--- OBIETTIVO 1 ---
Conta quante delle righe riportate dopo il testo contengono la stringa "grille", tenendo conto di maiuscole e minuscole, e scrivi soltanto il numero.

Il mio canto libero – Tasso di occupazione, scandalo italiano

Bollettino ADAPT 19 aprile 2022, n. 15
 
Ritorniamo sullo scandalo italiano che segnala il fallimento delle politiche del lavoro. Il Libro Bianco del 2001 sul futuro del mercato del lavoro in Italia fu impostato da Marco Biagi sul tasso di occupazione quale misura sia del grado di competitività economica, sia di quello di inclusione sociale. Prima di allora, tutto il dibattito pubblico sul lavoro considerava solo il tasso di disoccupazione prescindendo dalle molte persone inattive. Eppure l’anomalia italiana che Biagi segnalava – e che tuttora è evidente – consiste proprio nella bassissima attività della nostra società nel confronto con gli andamenti della produzione di ricchezza. Penultimi in Europa per tasso di occupazione, ci supera in negativo solo la Grecia con ben altro Pil. Vi è una mappa molto indicativa della nostra eccezione. Quella prodotta periodicamente da Eurostat mettendo a confronto non solo gli Stati dell’Unione ma anche le loro grandi aree amministrative interne.

--- OBIETTIVO 2 ---
Continua l'articolo sul tasso di occupazione in Italia riprendendo dopo la sua ultima frase.

--- MATERIALE DELL'ESERCIZIO ---
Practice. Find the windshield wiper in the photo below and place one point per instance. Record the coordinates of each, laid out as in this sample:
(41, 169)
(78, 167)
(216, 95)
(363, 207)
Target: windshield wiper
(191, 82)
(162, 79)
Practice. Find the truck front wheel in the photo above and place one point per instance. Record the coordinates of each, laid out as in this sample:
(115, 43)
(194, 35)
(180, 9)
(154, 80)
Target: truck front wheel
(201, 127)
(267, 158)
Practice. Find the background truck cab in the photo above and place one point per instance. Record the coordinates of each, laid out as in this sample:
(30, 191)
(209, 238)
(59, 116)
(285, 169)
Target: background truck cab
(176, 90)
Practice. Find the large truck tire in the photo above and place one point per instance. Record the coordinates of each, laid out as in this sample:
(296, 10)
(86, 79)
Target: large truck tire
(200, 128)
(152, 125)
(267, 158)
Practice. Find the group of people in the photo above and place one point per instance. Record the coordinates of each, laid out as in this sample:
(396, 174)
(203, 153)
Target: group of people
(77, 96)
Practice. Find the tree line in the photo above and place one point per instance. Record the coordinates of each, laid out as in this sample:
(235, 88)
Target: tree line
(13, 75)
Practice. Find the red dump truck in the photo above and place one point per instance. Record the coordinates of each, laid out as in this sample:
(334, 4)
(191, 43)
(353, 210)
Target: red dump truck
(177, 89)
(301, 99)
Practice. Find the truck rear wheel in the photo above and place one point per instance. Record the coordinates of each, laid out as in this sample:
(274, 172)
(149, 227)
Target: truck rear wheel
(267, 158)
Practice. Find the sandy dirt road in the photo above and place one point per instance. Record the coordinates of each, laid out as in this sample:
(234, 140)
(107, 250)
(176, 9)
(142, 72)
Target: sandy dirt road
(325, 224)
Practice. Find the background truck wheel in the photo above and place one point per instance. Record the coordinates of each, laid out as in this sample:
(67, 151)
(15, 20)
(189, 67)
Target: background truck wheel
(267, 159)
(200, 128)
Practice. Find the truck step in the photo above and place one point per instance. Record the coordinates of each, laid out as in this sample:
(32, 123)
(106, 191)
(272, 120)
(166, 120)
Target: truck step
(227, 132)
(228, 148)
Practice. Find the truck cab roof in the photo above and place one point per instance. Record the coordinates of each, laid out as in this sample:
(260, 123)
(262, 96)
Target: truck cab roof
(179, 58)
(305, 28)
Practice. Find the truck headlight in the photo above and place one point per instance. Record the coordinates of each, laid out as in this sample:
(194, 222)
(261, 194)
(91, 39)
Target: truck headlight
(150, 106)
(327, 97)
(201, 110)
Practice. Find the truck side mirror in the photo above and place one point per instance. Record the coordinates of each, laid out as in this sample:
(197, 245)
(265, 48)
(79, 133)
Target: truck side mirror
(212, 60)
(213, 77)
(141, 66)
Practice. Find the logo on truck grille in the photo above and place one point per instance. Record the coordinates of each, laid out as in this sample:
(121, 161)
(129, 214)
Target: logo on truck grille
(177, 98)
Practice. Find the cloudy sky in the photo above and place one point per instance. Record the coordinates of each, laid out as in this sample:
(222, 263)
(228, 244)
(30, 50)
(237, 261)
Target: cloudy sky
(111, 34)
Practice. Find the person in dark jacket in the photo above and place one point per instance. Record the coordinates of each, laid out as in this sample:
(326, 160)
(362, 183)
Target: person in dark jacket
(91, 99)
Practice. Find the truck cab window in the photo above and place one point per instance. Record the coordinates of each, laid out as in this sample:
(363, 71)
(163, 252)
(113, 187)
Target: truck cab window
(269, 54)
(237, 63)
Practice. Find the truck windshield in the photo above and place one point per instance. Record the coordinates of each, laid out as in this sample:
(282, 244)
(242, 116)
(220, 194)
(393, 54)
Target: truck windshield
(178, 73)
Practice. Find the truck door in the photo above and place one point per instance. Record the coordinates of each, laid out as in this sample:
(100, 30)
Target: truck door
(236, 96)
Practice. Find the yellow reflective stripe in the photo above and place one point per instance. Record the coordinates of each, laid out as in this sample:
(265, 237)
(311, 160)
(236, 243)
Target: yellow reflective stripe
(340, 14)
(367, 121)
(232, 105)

--- RISPOSTA ALL'ESERCIZIO 1 ---
2

--- RISPOSTA ALL'ESERCIZIO 2 ---
L’Italia si distingue per tassi di occupazione deboli e inferiori a quelli di molta parte della Germania e della Francia persino delle regioni ricche del nord mentre il divario con l’intero mezzogiorno e le isole non ha eguali nel continente. Si dirà che dovremmo calcolare nella attività della nostra società anche il lavoro volontario di cura in quanto più diffuso che altrove. Ma anche considerandolo secondo i numeri che conosciamo, il divario rimane. Lo stesso lavoro sommerso, probabilmente in ripresa per non penalizzare le pensioni o i sussidi, è in teoria intercettato dalla rilevazione statistica che nulla chiede circa la regolarità del lavoro. Insomma, non siamo più la comunità brulicante degli anni ‘60 e proprio a partire dal decennio successivo si è avviato un progressivo declino della offerta di lavoro, accentuato dalla crisi demografica e interrotto solo da qualche fiammata legata a politiche intraprese ma presto interrotte. Se la domanda di lavoro è stata condizionata dal peso della ideologia, qui più influente che altrove, e dalla conseguente “paura” di assumere delle imprese meno strutturate, il rattrappimento della offerta è stato più recentemente accentuato dal reddito di cittadinanza, dal disastro educativo e formativo, dal diffondersi del nichilismo e della perdita del senso del lavoro.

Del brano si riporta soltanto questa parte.